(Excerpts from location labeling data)
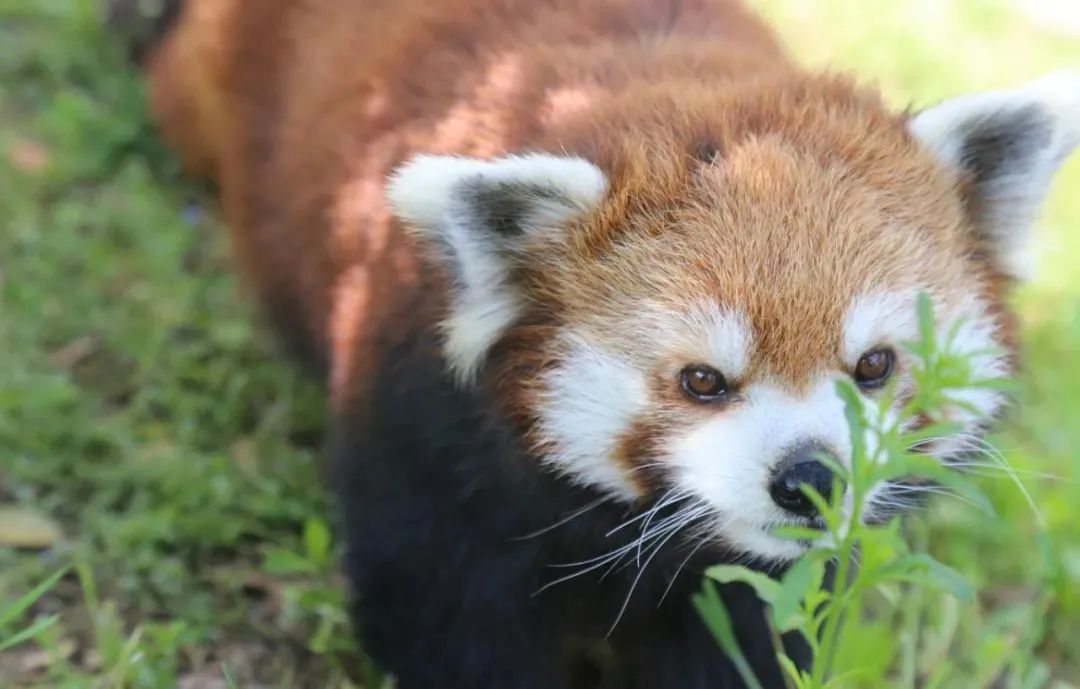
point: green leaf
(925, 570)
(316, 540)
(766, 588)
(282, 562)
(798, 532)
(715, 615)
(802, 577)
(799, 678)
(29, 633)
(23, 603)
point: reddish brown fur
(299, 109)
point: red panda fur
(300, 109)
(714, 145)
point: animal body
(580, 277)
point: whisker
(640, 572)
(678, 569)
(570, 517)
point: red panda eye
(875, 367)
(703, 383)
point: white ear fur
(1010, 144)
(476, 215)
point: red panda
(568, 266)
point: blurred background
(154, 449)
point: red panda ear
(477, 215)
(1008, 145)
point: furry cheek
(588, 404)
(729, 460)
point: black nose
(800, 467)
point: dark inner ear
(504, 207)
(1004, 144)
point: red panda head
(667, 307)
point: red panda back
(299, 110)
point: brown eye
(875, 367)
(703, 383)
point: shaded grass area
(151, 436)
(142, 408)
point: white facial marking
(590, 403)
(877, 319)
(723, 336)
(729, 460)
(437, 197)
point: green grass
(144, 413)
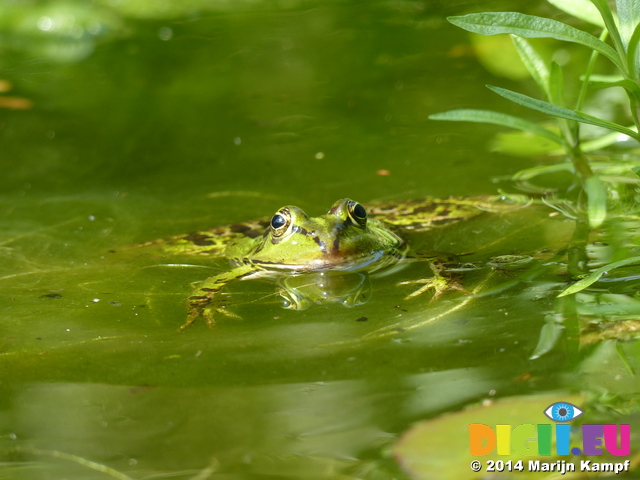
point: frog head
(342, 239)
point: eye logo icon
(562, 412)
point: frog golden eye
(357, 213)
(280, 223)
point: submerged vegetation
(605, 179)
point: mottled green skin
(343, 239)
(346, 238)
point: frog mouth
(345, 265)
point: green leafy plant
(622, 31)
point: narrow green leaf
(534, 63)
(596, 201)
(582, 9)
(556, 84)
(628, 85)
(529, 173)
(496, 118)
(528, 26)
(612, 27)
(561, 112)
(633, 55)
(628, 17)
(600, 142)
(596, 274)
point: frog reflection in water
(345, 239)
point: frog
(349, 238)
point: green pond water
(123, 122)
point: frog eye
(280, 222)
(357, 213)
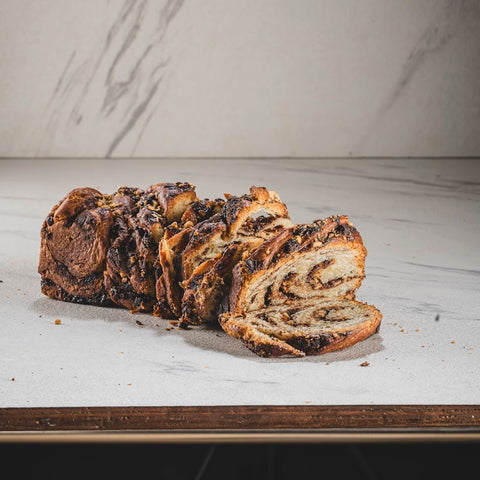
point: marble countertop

*WHAT THIS TASK INVOLVES:*
Rewrite all of the items above with every "red panda" changed to "lesser panda" and everything else kept the same, leaving the pictures out of your answer.

*EXPECTED ANSWER:*
point: green leaf
(925, 570)
(316, 540)
(766, 588)
(282, 562)
(798, 532)
(715, 615)
(802, 577)
(799, 678)
(29, 633)
(23, 603)
point: reddish brown fur
(299, 109)
point: lesser panda fur
(300, 109)
(714, 145)
point: animal body
(580, 277)
point: whisker
(640, 572)
(678, 569)
(570, 517)
point: lesser panda eye
(875, 367)
(703, 383)
point: white ear fur
(1010, 144)
(476, 215)
point: lesser panda
(568, 266)
point: blurred background
(154, 449)
point: lesser panda ear
(477, 215)
(1008, 145)
point: furry cheek
(588, 404)
(729, 460)
point: black nose
(800, 467)
point: dark inner ear
(504, 207)
(1004, 144)
point: lesser panda head
(667, 307)
point: lesser panda back
(299, 110)
point: brown eye
(875, 367)
(703, 383)
point: shaded grass area
(151, 436)
(142, 408)
point: white facial marking
(590, 403)
(877, 319)
(723, 336)
(729, 460)
(437, 197)
point: green grass
(144, 413)
point: frog head
(342, 239)
point: eye logo icon
(562, 412)
point: frog golden eye
(357, 213)
(280, 223)
point: submerged vegetation
(605, 179)
point: mottled green skin
(343, 239)
(346, 238)
point: frog mouth
(345, 265)
point: green leafy plant
(622, 31)
point: narrow green leaf
(534, 63)
(596, 201)
(582, 9)
(556, 84)
(628, 85)
(529, 173)
(496, 118)
(528, 26)
(612, 27)
(561, 112)
(633, 55)
(628, 17)
(600, 142)
(596, 274)
point: frog reflection in water
(345, 239)
point: frog
(349, 238)
point: green pond water
(123, 122)
point: frog eye
(280, 222)
(357, 213)
point: marble countertop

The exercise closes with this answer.